YOUR OBJECTIVE: Please state the date when Defendants filed their Answer, according to the procedural history below.

TEXT BLOCK:

* * *

IV. Procedural History

On July 28, 2017, Plaintiff filed this action in Superior Court of New Jersey, Law Division, Monmouth County, and Defendant removed to this Court on September 8, 2017. (Not. Rmv'l ¶ 1.) Plaintiff pleads five counts, all pursuant to the NJLAD: (1) Defendant Praxair unlawfully terminated Plaintiff because of his age (Compl. ¶¶ 75-85); (2) Defendant Praxair unlawfully failed to promote Plaintiff because of his age (id. ¶¶ 86-96); (3) Defendant Praxair unlawfully retaliated against Plaintiff (id. ¶¶ 97-104); (4) Defendant Thatcher aided and abetted age discrimination (id. ¶¶ 105-13); and (5) Defendant Thatcher aided and abetted unlawful retaliation (id. ¶¶ 114-22).

Defendants filed their Answer on December 1, 2017 (ECF No. 11) and thereafter participated in discovery (see ECF Nos. 14, 19, 21). On January 10, 2019, the Court ordered that dispositive motions shall be filed by January 31, 2019. (4th Am. Scheduling Order at 1, ECF No. 23.) The Court also indicated that any opposition to such a motion shall be filed by February 8, 2019. (See id. (setting returnable date for February 22, 2019).)

On January 31, 2019, Defendants filed the instant Motion for Summary Judgment. On February 8, 2019, the day that his opposition papers were due, Plaintiff requested an extension of time (ECF No. 25); the Court extended his deadline to February 22, 2019 (ECF No. 26). On February 21, 2019, Plaintiff again requested an extension of time (ECF No. 27), which the Court granted, extending his deadline to March 15, 2019 (ECF No. 28). On March 20, 2019, five days after his opposition papers were due, Plaintiff requested another extension to March 25, 2019 (ECF No. 29), which Defendants opposed (ECF No. 30). Plaintiff failed to file his opposition papers on March 25, but on April 3, 2019, the Court extended Plaintiff's deadline to April 5, 2019. (ECF No. 32.) It noted, however, that "[n]o submissions will be accepted after that date." (Id.) On April 8, 2019, Defendants requested that this Court deem as unopposed Defendants' Motion for Summary Judgment (ECF No. 33), which the Court granted (ECF No. 34). Defendants' Motion for Summary Judgment is currently before the Court.

* * *

RECORDS PROVIDED:

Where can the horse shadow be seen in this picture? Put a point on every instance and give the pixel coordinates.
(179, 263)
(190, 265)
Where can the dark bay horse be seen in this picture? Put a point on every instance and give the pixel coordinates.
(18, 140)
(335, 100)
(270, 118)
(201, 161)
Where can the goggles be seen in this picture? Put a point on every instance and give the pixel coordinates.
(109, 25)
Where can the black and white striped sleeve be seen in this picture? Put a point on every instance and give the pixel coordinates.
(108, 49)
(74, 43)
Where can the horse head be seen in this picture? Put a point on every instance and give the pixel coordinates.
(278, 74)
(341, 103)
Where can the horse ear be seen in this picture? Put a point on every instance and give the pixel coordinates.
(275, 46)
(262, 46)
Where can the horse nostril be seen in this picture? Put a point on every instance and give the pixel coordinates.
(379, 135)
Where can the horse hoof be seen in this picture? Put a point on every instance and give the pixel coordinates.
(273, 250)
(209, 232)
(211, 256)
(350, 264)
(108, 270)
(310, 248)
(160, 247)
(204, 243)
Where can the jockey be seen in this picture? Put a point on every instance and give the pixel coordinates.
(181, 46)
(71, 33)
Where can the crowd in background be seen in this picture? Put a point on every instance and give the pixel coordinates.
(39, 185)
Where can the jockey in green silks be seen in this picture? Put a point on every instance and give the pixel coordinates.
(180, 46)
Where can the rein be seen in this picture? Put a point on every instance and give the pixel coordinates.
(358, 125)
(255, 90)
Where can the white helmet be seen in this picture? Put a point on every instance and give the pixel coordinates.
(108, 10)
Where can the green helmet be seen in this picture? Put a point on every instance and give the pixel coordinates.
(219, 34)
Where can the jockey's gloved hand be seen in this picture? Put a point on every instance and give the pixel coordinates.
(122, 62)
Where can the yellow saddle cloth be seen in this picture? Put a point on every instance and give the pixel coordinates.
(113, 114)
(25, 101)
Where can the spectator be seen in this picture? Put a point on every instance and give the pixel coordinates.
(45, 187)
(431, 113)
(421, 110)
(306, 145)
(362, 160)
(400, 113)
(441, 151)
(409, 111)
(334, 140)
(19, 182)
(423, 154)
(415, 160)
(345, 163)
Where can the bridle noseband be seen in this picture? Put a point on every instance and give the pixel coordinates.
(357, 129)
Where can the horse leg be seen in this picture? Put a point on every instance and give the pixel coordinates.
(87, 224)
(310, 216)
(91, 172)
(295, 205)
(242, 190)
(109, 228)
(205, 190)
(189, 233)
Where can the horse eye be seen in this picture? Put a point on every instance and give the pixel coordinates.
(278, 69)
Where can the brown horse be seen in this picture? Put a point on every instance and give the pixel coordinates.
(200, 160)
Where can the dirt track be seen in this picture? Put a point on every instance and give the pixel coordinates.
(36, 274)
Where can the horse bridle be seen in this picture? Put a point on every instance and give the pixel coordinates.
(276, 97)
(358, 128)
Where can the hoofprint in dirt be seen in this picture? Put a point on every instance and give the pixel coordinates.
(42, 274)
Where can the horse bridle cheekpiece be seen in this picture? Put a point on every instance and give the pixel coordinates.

* * *

RESULT OF THE EXERCISE: December 1, 2017